◆ **What is expected**: Starting with the first line and ending with the line that holds "positive clicks: (733, 453)", repeat the material exactly.

┏━━

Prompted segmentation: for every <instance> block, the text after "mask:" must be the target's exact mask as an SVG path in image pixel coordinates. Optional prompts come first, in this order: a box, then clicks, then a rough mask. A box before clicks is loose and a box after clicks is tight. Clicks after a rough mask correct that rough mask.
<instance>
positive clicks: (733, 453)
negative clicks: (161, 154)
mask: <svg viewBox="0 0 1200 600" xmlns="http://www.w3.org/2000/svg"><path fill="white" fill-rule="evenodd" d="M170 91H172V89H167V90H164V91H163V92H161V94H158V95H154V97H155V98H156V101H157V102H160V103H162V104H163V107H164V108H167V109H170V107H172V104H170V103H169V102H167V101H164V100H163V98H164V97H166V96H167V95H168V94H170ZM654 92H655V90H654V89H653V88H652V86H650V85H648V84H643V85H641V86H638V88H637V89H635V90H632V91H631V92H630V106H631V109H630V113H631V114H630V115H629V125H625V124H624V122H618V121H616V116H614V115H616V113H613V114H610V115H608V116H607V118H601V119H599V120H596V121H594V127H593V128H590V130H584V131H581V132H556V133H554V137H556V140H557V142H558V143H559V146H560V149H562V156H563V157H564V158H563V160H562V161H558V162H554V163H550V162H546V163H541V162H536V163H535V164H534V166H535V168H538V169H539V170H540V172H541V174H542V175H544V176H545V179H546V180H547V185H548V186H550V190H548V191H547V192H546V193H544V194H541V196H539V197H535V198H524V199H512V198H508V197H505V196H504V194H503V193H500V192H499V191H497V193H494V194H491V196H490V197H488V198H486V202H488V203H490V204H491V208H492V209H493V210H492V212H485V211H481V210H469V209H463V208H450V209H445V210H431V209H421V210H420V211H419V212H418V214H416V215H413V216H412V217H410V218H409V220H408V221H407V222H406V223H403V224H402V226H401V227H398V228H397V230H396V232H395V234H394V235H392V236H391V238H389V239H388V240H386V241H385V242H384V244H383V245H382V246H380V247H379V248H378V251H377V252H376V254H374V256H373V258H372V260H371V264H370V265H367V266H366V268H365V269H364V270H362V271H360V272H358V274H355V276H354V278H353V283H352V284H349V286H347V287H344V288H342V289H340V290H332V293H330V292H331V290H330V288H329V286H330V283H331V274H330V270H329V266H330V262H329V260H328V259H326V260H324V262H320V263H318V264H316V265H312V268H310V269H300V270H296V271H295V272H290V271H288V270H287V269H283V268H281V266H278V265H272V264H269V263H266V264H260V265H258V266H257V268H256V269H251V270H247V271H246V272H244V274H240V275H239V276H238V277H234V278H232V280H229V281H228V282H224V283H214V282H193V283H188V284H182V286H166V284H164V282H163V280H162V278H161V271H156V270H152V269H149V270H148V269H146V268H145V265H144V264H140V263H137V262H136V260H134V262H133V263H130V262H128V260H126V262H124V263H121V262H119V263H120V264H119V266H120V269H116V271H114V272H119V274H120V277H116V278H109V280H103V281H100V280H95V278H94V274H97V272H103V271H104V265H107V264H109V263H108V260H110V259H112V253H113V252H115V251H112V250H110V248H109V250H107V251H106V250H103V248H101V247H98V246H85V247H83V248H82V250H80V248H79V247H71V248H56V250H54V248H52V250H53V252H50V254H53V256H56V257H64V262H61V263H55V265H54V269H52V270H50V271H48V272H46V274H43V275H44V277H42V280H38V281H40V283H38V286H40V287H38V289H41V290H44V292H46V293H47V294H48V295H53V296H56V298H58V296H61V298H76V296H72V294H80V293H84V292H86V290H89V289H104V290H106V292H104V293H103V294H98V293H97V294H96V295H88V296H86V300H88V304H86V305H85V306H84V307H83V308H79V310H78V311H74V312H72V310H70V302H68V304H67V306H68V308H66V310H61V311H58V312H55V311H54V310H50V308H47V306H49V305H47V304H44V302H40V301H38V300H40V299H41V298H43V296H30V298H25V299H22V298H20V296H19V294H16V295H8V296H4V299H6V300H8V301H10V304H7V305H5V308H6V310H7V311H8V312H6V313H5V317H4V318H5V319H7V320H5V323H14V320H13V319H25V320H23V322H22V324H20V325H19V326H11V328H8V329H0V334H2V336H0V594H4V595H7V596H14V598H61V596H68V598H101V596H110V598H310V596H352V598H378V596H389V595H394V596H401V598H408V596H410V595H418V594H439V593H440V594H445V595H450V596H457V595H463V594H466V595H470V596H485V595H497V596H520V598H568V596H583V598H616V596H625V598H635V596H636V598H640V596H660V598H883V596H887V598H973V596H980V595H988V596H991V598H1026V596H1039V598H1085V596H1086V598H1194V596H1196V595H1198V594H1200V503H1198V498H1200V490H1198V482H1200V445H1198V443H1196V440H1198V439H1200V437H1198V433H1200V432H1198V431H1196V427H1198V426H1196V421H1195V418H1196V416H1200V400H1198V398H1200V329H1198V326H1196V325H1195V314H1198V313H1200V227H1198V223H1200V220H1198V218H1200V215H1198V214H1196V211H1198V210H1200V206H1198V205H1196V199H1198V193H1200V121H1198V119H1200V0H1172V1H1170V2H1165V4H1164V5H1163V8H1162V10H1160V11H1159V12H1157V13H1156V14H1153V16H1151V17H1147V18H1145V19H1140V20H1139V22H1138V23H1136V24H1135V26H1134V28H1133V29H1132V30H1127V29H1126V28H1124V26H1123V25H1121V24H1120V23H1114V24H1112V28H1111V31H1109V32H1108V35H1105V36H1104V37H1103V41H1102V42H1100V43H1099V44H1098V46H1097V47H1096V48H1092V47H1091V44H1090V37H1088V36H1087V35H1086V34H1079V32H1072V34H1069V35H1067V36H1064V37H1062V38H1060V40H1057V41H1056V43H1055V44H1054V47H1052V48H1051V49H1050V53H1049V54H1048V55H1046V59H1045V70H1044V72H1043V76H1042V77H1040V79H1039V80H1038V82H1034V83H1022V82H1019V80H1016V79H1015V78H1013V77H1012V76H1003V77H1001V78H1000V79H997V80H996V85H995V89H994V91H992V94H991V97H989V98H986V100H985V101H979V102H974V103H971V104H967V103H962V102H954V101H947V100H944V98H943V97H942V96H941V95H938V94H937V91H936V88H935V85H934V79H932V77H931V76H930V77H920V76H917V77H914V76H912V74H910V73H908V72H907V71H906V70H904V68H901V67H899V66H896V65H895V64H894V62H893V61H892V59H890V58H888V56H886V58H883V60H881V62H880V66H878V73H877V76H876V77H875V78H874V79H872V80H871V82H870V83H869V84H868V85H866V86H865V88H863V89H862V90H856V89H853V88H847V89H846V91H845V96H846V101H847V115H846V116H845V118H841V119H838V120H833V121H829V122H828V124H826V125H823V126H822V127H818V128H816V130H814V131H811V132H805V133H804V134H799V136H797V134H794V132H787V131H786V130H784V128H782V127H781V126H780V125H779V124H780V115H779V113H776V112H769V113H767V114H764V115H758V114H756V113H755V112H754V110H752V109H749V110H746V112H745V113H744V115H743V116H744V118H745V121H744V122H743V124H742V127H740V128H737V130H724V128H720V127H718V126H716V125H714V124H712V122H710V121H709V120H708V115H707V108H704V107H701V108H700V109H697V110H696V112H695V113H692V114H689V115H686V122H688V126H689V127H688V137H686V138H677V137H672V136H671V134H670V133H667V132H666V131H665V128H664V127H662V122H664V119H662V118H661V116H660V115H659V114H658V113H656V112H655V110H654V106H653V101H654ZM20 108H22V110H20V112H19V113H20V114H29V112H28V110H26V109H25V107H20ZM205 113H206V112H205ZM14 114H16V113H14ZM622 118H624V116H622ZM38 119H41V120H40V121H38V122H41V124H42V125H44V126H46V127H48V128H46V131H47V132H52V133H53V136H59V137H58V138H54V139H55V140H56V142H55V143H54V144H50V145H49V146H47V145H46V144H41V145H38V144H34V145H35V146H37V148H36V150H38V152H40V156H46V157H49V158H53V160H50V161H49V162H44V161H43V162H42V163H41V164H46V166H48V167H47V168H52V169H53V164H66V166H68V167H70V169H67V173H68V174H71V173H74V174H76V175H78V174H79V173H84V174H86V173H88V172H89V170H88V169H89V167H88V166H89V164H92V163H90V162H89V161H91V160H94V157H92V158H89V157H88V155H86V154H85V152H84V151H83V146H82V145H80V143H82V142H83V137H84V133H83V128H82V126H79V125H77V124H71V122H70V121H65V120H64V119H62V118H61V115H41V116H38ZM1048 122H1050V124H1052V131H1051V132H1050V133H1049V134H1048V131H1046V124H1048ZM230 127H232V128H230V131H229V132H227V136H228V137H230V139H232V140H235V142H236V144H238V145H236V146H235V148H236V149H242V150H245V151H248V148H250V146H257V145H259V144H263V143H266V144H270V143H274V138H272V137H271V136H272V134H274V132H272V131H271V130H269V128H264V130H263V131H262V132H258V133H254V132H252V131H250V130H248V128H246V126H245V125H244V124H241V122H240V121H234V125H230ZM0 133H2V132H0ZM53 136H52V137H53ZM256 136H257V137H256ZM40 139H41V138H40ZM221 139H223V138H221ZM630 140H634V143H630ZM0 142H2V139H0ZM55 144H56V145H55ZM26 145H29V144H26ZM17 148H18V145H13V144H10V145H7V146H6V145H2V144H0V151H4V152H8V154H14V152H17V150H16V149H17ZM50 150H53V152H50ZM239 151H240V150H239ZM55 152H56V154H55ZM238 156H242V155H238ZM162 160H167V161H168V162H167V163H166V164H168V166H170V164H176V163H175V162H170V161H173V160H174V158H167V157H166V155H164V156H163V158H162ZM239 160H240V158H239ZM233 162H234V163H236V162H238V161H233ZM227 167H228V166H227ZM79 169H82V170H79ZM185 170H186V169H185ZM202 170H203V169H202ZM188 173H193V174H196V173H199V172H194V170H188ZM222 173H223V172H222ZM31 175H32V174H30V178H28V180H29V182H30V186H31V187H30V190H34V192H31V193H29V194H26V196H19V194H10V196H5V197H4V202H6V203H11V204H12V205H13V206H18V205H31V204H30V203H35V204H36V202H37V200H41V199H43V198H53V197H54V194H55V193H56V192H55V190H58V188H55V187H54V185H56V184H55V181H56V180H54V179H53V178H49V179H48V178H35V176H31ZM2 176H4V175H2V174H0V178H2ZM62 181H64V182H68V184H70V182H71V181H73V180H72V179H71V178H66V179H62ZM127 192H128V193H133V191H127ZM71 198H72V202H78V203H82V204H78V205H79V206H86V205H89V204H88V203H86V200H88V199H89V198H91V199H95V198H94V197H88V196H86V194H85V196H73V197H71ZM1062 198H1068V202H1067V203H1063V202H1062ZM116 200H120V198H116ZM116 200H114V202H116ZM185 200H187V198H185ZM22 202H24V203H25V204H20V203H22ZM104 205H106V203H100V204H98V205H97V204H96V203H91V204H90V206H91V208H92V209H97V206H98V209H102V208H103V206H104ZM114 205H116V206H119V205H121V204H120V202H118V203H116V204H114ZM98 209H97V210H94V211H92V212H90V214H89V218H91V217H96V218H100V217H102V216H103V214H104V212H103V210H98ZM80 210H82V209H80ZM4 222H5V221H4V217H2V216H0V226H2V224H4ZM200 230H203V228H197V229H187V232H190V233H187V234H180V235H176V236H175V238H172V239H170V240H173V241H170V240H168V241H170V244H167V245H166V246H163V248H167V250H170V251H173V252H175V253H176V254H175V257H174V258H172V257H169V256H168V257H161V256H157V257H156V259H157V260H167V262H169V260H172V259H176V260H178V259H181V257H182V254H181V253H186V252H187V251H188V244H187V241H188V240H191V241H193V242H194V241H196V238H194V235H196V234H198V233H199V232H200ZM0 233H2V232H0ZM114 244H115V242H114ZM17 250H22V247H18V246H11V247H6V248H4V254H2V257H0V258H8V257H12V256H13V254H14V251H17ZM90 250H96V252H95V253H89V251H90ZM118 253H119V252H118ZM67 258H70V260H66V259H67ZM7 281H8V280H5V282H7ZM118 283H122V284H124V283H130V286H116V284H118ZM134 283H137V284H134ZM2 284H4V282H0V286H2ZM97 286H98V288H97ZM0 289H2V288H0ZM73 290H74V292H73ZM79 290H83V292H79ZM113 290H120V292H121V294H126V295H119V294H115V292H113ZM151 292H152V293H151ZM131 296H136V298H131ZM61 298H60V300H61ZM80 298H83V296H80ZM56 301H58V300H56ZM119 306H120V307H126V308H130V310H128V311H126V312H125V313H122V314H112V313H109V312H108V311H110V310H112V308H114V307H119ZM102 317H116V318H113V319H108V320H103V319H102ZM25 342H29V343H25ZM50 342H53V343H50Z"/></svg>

┗━━

◆ **Answer for the task**:
Prompted segmentation: for every <instance> block, the text after "mask:" must be the target's exact mask as an SVG path in image pixel coordinates. Optional prompts come first, in this order: a box, then clicks, then a rough mask. A box before clicks is loose and a box after clicks is tight. Clicks after a rough mask correct that rough mask.
<instance>
positive clicks: (733, 453)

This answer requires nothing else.